What you need to do
Which lines of the records contain the word "instance"? Copy each one.

Records contained in a dataset

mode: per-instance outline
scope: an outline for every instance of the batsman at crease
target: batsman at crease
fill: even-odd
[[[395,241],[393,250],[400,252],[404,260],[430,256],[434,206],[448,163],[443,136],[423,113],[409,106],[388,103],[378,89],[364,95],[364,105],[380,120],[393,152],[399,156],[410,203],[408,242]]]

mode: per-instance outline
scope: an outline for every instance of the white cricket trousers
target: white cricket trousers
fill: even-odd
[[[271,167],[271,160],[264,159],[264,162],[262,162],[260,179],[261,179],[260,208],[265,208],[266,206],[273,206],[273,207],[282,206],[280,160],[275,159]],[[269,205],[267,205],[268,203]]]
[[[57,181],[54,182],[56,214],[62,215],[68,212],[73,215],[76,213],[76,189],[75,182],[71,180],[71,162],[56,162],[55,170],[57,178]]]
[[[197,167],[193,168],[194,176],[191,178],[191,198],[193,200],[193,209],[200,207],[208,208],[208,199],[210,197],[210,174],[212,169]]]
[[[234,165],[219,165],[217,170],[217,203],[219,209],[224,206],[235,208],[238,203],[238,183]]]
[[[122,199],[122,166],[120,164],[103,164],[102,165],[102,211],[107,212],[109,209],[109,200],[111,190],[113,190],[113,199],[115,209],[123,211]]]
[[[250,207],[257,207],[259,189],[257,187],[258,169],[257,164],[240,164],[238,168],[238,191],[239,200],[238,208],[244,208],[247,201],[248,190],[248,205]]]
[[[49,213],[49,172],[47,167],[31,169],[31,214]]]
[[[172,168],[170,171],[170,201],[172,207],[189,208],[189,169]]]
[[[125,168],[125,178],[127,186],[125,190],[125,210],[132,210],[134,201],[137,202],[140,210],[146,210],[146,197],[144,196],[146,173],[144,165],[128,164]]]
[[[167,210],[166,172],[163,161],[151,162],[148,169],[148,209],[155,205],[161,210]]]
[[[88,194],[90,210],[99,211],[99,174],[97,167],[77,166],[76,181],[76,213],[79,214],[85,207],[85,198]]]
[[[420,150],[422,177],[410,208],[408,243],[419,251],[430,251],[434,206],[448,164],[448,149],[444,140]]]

Response area
mode: per-instance outline
scope: an outline for every instance of the batsman at crease
mode: per-instance outline
scope: an outline for every instance of the white cricket trousers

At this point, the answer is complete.